-------- Raw data --------

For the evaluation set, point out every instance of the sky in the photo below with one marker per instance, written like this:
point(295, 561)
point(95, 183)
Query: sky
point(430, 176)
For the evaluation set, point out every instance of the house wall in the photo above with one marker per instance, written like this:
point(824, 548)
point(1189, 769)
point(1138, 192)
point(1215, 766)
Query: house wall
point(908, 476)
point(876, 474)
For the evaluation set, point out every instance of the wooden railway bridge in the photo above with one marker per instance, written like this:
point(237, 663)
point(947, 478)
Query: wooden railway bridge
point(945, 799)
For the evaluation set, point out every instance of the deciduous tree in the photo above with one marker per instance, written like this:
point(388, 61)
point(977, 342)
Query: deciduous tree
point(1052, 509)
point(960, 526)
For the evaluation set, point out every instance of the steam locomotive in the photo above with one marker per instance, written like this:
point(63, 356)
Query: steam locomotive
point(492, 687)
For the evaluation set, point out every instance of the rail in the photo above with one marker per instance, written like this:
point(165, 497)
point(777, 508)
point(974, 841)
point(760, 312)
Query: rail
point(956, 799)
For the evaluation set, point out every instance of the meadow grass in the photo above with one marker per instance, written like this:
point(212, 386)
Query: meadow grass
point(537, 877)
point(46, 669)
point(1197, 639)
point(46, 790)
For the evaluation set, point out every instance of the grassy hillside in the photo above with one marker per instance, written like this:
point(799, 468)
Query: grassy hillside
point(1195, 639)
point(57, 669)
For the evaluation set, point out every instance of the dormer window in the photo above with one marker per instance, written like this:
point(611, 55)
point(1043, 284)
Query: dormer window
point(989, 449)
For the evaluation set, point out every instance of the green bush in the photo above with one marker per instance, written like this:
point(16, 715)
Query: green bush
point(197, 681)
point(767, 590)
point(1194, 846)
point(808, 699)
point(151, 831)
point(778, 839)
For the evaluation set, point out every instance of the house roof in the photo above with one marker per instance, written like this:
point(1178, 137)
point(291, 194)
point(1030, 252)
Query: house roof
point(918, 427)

--------

Can you add 135 to both coordinates of every answer point in the rows, covering everything from the line containing "For the evaluation set, point out every instance of the steam" down to the line containing "point(46, 790)"? Write out that whole span again, every line included, and leave the sample points and all other text unchanged.

Response:
For the evaluation set, point out every instance of the steam locomotive in the photo above with one marker per instance, written like this:
point(63, 356)
Query: steam locomotive
point(627, 822)
For the evaluation set, point out every instance of the rail in the photo above with one marker per instance, written like this:
point(165, 497)
point(777, 508)
point(974, 841)
point(760, 312)
Query: rail
point(1091, 934)
For the evaluation set, point out every instance of the meadow grass in the photo above with one marker per instance, written like this:
point(212, 386)
Query: meadow grass
point(672, 1012)
point(181, 804)
point(1332, 774)
point(181, 925)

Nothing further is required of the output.